[Recorded data]
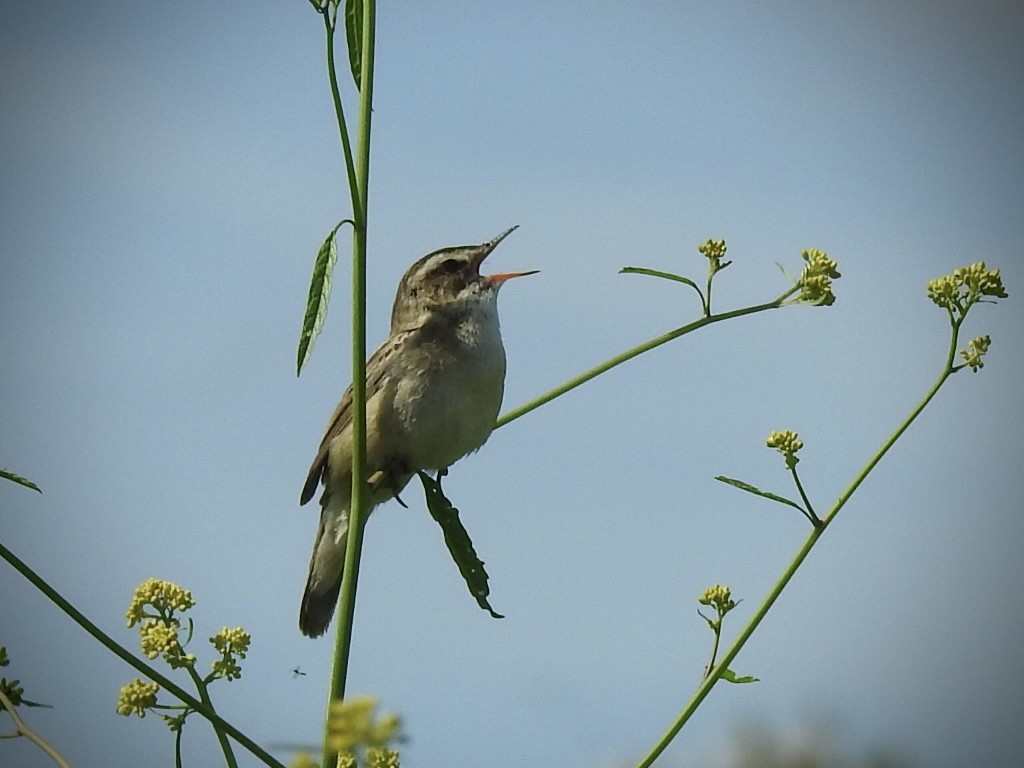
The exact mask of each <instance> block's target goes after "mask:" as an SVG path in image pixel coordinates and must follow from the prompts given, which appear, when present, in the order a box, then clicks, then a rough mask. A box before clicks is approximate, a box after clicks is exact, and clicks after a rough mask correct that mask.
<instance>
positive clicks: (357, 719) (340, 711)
mask: <svg viewBox="0 0 1024 768" xmlns="http://www.w3.org/2000/svg"><path fill="white" fill-rule="evenodd" d="M376 709H377V699H376V698H374V697H373V696H353V697H352V698H346V699H344V700H342V701H333V702H332V703H331V709H330V712H329V714H328V720H327V730H328V737H327V741H328V745H329V746H330V748H331V749H332V750H334V751H335V752H349V753H352V752H354V751H355V750H356V749H358V748H359V746H362V745H367V746H378V748H380V746H384V745H386V744H387V743H388V741H390V740H391V739H392V738H394V737H395V736H396V735H397V732H398V727H399V725H400V723H399V720H398V717H397V716H395V715H385V716H383V717H382V718H380V719H377V718H376V717H375V710H376ZM385 765H386V764H385Z"/></svg>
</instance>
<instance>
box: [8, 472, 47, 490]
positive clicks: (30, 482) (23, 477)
mask: <svg viewBox="0 0 1024 768" xmlns="http://www.w3.org/2000/svg"><path fill="white" fill-rule="evenodd" d="M0 477H3V478H4V479H5V480H10V481H11V482H16V483H17V484H18V485H25V487H27V488H32V489H33V490H38V492H39V493H40V494H42V493H43V490H42V488H40V487H39V486H38V485H37V484H36V483H34V482H33V481H32V480H30V479H29V478H27V477H22V475H16V474H14V473H13V472H10V471H8V470H6V469H0Z"/></svg>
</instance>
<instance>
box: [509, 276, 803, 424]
mask: <svg viewBox="0 0 1024 768" xmlns="http://www.w3.org/2000/svg"><path fill="white" fill-rule="evenodd" d="M799 290H800V287H799V286H796V287H794V288H791V289H790V290H788V291H786V292H785V293H784V294H782V295H781V296H779V297H778V298H777V299H775V300H774V301H769V302H768V303H766V304H757V305H756V306H749V307H743V308H741V309H733V310H731V311H728V312H722V313H721V314H709V315H706V316H703V317H700V318H699V319H695V321H693V322H692V323H688V324H687V325H685V326H683V327H682V328H677V329H676V330H675V331H669V332H668V333H666V334H663V335H662V336H658V337H656V338H653V339H651V340H650V341H645V342H644V343H643V344H638V345H637V346H635V347H633V348H632V349H628V350H626V351H625V352H623V353H622V354H616V355H615V356H614V357H611V358H609V359H607V360H605V361H604V362H602V364H601V365H599V366H595V367H594V368H592V369H591V370H590V371H587V372H585V373H583V374H580V376H577V377H575V378H573V379H569V380H568V381H567V382H565V383H564V384H562V385H560V386H557V387H555V388H554V389H552V390H550V391H548V392H545V393H544V394H542V395H541V396H540V397H537V398H535V399H532V400H530V401H529V402H526V403H525V404H523V406H520V407H519V408H517V409H515V410H513V411H510V412H509V413H507V414H505V415H504V416H503V417H501V418H500V419H499V420H498V423H497V424H496V425H495V429H498V428H499V427H504V426H505V425H506V424H508V423H509V422H512V421H515V420H516V419H518V418H519V417H521V416H525V415H526V414H528V413H529V412H530V411H536V410H537V409H539V408H541V406H544V404H547V403H548V402H551V400H553V399H555V398H556V397H560V396H561V395H563V394H565V393H566V392H571V391H572V390H573V389H575V388H577V387H579V386H582V385H584V384H586V383H587V382H588V381H590V380H591V379H596V378H597V377H598V376H600V375H601V374H603V373H607V372H608V371H610V370H611V369H613V368H615V367H617V366H621V365H623V364H624V362H628V361H629V360H631V359H633V358H634V357H637V356H639V355H641V354H643V353H644V352H649V351H650V350H651V349H654V348H655V347H659V346H662V345H663V344H667V343H668V342H670V341H672V340H674V339H678V338H679V337H680V336H685V335H686V334H688V333H690V332H692V331H696V330H697V329H698V328H703V327H705V326H710V325H712V324H713V323H719V322H721V321H725V319H730V318H732V317H741V316H742V315H744V314H754V313H755V312H762V311H764V310H765V309H777V308H778V307H780V306H782V304H783V302H784V301H785V300H786V299H787V298H790V297H791V296H793V295H794V294H795V293H797V292H798V291H799ZM697 293H699V291H697Z"/></svg>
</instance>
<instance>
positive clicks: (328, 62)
mask: <svg viewBox="0 0 1024 768" xmlns="http://www.w3.org/2000/svg"><path fill="white" fill-rule="evenodd" d="M337 20H338V17H337V16H335V17H334V18H331V9H330V7H328V8H325V9H324V26H325V27H326V29H327V75H328V78H329V79H330V81H331V100H332V101H333V102H334V115H335V118H336V119H337V121H338V134H339V135H340V136H341V151H342V154H343V155H344V156H345V173H346V174H347V175H348V189H349V194H350V197H351V199H352V218H353V219H354V220H355V221H361V220H362V216H364V209H362V203H364V201H365V199H360V198H359V195H358V188H359V186H358V184H357V183H356V180H355V179H356V176H355V162H354V161H353V160H352V143H351V141H350V140H349V138H348V124H347V123H346V122H345V110H344V108H342V105H341V91H340V90H338V70H337V68H336V67H335V63H334V28H335V25H336V24H337Z"/></svg>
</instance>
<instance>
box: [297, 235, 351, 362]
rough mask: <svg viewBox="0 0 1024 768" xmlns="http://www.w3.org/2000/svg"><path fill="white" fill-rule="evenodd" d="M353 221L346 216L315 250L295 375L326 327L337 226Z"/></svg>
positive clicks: (331, 280) (334, 252) (299, 338)
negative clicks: (323, 330)
mask: <svg viewBox="0 0 1024 768" xmlns="http://www.w3.org/2000/svg"><path fill="white" fill-rule="evenodd" d="M346 222H347V223H349V224H351V223H352V221H351V219H344V220H342V221H339V222H338V225H337V226H335V227H334V229H332V230H331V233H330V234H328V236H327V240H325V241H324V245H322V246H321V248H319V251H318V252H317V253H316V260H315V261H314V262H313V274H312V278H311V279H310V280H309V296H308V298H307V299H306V314H305V316H304V317H303V318H302V333H301V334H300V336H299V352H298V357H297V360H296V370H295V375H296V376H299V375H300V374H301V373H302V366H304V365H305V362H306V360H307V359H308V358H309V354H310V353H311V352H312V348H313V342H315V341H316V337H317V336H319V332H321V330H322V329H323V328H324V321H325V319H326V318H327V307H328V303H329V301H330V299H331V282H332V278H333V276H334V265H335V264H336V263H337V262H338V244H337V241H336V238H337V234H338V229H340V228H341V225H342V224H344V223H346Z"/></svg>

**Work to complete:** Find every line above that contains the word "rough", and return each one.

**Result of the exercise:**
The exact mask of each <instance> block's target goes after "mask:" as an SVG path in image pixel coordinates and must follow from the prompts given, which appear, when present, in the order a box, then clicks, then a rough mask. A box before clicks is approximate, a box after clicks is exact, and clicks after a rough mask correct that mask.
rough mask: <svg viewBox="0 0 1024 768" xmlns="http://www.w3.org/2000/svg"><path fill="white" fill-rule="evenodd" d="M353 221L346 216L315 250L295 375L326 327L337 226Z"/></svg>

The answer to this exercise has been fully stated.